Provided records ▸
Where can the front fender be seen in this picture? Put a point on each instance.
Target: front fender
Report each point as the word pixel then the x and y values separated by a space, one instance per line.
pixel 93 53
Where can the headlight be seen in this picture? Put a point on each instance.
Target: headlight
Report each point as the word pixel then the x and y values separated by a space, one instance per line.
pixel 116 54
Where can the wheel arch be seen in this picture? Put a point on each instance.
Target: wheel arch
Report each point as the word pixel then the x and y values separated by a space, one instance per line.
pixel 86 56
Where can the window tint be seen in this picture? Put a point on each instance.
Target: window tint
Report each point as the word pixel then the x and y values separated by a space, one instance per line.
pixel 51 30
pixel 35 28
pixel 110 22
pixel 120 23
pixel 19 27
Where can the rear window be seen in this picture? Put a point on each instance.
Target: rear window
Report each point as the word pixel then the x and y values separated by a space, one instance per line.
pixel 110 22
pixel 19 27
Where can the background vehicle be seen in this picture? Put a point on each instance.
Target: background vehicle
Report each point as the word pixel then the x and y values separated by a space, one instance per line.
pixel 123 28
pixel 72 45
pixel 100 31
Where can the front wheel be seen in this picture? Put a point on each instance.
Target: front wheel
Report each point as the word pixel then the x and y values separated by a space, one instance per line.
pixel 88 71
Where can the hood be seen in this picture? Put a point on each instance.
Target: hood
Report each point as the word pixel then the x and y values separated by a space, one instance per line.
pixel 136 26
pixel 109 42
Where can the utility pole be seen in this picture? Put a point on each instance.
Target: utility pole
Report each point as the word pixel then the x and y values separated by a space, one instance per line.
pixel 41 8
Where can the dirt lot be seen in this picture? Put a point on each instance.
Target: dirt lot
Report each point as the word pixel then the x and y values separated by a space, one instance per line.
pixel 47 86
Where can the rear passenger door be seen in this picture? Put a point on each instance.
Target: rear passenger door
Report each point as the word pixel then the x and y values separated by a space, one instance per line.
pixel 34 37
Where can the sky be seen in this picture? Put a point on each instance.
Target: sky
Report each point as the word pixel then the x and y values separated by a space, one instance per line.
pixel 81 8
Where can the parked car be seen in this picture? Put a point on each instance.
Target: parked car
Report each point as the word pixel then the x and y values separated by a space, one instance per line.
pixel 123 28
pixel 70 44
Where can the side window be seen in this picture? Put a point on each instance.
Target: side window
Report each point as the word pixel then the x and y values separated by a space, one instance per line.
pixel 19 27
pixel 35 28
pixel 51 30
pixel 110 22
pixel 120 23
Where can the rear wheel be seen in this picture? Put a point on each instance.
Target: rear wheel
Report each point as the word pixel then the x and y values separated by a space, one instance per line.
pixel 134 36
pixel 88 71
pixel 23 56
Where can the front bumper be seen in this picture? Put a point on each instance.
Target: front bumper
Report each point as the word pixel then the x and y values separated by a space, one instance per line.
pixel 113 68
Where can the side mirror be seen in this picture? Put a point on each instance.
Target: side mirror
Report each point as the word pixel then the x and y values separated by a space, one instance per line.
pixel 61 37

...

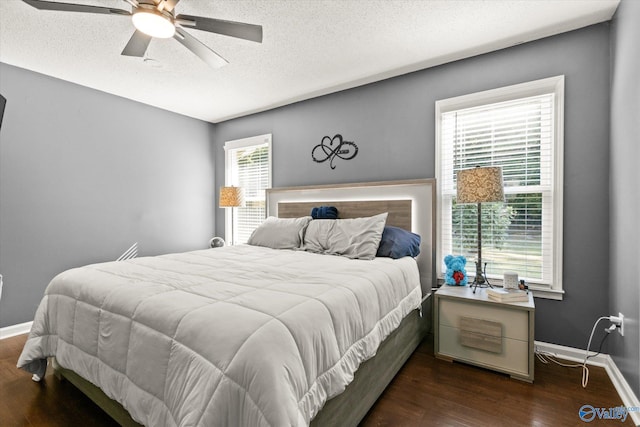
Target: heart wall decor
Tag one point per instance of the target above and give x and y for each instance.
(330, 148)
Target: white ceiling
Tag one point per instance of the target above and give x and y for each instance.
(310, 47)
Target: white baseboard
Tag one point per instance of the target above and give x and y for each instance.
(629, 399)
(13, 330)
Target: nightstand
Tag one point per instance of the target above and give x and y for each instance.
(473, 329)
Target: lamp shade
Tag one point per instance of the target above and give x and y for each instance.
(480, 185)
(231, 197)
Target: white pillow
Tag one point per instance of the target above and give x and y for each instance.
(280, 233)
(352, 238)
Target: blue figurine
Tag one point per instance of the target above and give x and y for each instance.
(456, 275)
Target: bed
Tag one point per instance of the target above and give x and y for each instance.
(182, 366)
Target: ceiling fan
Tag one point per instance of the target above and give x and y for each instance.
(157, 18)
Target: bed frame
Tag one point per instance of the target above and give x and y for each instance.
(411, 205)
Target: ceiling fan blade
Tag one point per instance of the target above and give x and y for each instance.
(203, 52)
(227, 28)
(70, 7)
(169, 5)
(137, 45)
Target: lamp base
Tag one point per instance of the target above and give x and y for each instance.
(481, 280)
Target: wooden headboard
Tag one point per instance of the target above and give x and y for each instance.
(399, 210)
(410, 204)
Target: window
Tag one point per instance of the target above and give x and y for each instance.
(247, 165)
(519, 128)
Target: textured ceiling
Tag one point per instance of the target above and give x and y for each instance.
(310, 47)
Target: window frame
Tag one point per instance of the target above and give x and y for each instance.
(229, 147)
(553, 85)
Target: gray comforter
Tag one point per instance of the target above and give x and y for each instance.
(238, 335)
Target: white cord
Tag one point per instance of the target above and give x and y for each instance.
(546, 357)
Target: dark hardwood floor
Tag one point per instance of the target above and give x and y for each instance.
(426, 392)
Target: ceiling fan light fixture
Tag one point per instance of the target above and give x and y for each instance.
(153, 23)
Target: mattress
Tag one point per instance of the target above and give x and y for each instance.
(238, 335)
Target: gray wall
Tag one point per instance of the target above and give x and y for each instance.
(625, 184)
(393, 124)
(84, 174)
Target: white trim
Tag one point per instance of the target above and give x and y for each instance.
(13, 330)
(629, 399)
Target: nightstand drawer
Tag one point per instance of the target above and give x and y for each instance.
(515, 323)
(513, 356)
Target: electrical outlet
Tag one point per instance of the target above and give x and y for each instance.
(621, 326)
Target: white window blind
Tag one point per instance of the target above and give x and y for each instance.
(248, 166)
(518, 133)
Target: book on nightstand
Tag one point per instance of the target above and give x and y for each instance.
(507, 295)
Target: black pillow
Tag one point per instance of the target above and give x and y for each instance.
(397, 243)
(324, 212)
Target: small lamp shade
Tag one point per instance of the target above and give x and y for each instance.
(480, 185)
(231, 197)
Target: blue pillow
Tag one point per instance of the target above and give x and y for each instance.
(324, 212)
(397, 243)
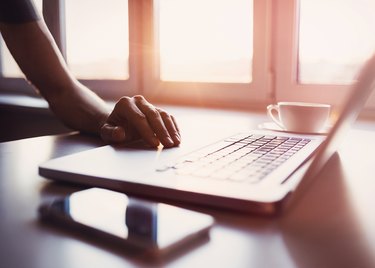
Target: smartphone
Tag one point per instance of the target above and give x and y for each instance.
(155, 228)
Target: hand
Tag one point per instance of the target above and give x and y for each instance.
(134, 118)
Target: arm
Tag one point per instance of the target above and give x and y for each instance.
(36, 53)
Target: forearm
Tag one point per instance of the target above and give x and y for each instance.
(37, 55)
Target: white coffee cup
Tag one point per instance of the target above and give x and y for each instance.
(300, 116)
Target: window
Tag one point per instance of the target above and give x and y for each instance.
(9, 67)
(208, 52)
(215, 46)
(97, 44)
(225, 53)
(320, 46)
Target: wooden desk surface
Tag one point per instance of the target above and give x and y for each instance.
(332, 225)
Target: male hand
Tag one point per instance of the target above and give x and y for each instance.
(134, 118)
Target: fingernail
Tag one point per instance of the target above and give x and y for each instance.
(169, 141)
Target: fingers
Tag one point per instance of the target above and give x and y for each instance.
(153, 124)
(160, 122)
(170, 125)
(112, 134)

--

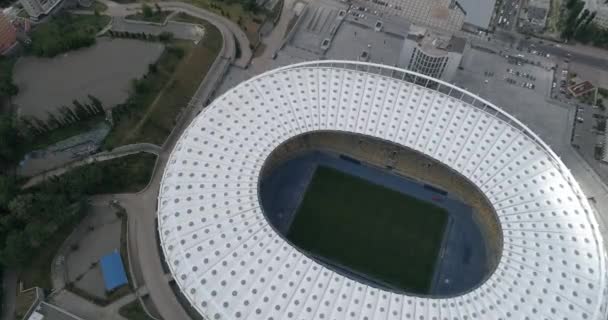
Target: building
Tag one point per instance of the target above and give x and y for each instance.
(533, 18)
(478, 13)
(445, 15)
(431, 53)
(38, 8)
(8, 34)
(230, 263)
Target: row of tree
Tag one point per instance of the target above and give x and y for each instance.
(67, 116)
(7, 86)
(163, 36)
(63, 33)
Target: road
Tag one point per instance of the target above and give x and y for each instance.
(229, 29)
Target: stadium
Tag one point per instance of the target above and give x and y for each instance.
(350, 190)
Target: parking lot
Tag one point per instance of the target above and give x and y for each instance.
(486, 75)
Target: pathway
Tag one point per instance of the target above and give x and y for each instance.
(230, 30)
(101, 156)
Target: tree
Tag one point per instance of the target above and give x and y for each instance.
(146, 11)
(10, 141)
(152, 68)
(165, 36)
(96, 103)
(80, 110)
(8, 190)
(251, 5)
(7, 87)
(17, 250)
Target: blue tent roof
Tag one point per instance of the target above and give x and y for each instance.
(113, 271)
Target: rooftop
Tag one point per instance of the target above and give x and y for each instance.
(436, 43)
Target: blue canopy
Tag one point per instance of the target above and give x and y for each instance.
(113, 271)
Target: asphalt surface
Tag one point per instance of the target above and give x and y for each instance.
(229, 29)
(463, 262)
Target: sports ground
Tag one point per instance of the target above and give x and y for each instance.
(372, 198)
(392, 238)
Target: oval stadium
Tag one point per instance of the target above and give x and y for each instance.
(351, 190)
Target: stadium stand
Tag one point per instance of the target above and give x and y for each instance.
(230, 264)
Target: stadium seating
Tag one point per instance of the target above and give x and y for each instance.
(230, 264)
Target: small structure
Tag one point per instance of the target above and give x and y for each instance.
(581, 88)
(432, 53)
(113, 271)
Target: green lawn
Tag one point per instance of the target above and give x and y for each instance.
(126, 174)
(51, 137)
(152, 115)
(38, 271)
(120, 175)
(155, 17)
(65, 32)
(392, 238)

The problem ▸ Set down, exactly as they stand above, the lines starting with the line with "Where can the front fender" and going on through the line with "Target: wheel arch", and no others.

Answer below ▸
Where can the front fender be seen in this picture? Put a point on each instance.
Target: front fender
Report each point as the word pixel then the x and y values separated by a space, one instance per line.
pixel 93 53
Where can the headlight be seen in this picture? Put a point on each instance.
Target: headlight
Report each point as the word pixel then the x and y values separated by a space, one instance per line.
pixel 116 54
Where can the wheel arch be seen in this picture? Put a point on each instance.
Target: wheel arch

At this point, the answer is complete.